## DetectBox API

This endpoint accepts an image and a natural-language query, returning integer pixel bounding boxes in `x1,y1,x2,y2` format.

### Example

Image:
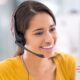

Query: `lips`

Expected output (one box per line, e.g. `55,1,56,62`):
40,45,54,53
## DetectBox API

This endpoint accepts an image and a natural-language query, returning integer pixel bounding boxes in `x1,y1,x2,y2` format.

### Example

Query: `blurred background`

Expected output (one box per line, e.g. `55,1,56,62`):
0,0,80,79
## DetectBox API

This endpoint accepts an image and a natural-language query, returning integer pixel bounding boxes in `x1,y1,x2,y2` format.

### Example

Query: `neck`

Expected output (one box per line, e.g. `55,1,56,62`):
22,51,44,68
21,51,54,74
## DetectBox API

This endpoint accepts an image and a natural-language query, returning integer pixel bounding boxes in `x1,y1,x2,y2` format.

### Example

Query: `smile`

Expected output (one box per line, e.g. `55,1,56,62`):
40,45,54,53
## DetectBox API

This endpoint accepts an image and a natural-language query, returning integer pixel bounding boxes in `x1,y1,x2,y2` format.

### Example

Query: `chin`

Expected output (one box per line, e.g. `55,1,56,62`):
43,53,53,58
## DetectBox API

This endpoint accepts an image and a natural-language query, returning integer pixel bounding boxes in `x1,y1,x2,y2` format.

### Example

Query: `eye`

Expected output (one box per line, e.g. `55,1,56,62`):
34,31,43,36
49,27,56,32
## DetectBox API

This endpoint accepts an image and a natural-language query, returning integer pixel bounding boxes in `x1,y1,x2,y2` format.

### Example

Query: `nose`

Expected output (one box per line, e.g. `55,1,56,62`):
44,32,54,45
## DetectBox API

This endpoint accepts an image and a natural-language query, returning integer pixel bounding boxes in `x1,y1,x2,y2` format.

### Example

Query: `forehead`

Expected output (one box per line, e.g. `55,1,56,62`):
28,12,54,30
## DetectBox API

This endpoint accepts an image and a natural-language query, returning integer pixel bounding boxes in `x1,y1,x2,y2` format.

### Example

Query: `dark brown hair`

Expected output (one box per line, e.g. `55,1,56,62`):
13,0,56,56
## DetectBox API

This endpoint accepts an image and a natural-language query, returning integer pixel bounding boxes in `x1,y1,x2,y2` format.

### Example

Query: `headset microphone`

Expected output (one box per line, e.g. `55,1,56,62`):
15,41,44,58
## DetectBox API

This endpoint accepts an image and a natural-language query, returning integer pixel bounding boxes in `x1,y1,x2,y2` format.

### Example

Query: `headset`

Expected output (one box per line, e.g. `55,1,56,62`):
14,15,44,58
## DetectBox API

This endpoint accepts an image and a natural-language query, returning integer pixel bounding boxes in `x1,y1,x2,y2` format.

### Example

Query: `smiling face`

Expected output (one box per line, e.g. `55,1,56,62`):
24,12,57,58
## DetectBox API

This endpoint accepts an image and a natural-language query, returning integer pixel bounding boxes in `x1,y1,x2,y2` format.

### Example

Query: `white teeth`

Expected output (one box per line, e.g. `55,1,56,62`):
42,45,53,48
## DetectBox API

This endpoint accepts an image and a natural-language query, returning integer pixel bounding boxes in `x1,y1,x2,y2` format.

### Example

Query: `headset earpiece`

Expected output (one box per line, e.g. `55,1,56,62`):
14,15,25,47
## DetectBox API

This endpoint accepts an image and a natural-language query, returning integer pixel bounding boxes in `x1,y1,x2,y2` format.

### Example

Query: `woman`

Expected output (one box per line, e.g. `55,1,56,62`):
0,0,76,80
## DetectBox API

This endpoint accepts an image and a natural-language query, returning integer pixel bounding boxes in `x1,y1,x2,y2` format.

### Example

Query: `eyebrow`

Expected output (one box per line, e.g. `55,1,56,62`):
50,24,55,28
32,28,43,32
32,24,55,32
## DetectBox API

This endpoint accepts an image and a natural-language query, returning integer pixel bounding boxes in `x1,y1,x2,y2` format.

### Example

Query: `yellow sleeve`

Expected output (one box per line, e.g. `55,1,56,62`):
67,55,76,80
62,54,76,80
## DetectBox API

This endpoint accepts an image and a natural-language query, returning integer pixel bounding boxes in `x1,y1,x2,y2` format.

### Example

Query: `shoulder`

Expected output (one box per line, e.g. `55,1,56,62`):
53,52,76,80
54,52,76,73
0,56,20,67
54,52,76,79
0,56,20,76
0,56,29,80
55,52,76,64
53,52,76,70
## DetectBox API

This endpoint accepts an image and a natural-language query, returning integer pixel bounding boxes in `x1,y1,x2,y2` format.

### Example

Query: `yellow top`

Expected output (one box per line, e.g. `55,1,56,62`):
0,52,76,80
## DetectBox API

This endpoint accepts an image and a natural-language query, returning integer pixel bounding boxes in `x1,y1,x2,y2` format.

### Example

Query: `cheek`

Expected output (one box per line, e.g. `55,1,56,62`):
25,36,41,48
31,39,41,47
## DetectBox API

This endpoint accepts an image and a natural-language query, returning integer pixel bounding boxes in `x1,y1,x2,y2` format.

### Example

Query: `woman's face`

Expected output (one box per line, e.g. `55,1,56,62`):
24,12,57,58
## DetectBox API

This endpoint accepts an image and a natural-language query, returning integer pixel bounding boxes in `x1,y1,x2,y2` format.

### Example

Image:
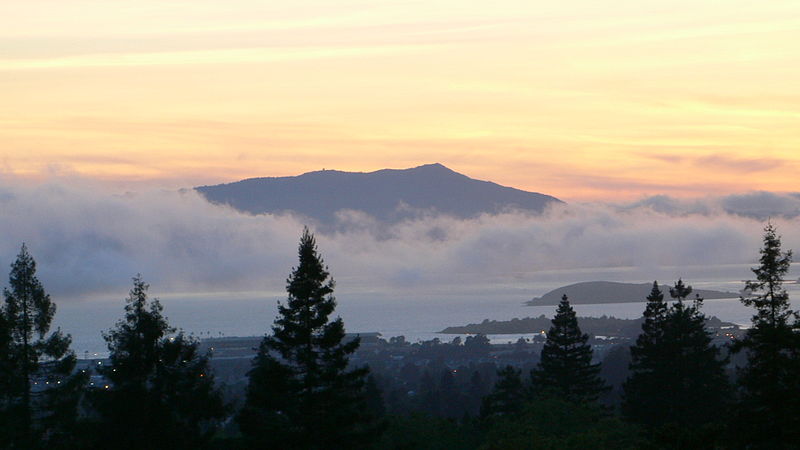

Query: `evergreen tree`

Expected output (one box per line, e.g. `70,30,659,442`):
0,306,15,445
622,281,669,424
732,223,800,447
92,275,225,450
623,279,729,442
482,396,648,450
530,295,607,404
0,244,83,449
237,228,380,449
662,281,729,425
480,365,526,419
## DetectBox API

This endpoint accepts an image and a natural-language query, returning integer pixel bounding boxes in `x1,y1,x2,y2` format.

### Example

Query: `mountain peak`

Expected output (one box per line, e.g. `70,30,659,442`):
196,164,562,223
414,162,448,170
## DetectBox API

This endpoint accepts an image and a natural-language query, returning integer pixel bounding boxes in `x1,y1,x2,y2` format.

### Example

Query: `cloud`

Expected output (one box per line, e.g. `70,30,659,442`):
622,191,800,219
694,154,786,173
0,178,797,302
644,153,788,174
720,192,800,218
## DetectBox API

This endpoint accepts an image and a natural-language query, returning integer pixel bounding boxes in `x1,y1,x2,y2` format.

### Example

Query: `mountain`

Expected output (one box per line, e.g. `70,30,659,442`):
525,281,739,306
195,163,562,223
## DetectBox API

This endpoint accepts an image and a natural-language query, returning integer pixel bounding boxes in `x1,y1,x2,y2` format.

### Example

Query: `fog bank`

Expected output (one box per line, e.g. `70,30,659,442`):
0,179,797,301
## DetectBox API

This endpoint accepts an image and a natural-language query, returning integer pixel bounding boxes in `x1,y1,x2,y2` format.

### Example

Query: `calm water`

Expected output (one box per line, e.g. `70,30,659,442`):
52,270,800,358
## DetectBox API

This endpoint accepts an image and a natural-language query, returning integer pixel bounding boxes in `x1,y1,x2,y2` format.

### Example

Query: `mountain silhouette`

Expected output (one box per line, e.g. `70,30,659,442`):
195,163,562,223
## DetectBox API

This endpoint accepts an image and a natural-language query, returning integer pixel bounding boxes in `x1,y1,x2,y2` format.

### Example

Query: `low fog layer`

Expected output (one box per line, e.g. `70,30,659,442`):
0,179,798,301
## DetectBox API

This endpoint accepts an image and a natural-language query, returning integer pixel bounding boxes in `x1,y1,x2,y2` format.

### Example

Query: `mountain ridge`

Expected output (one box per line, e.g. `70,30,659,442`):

# # # # # # #

- WORK REQUIRED
Extract every line from the records above that contains the word "mountain".

- ANSWER FOR THE TASK
Query: `mountain peak`
Query: `mountain`
Query: `mountain silhouette`
Query: `mountain ridge`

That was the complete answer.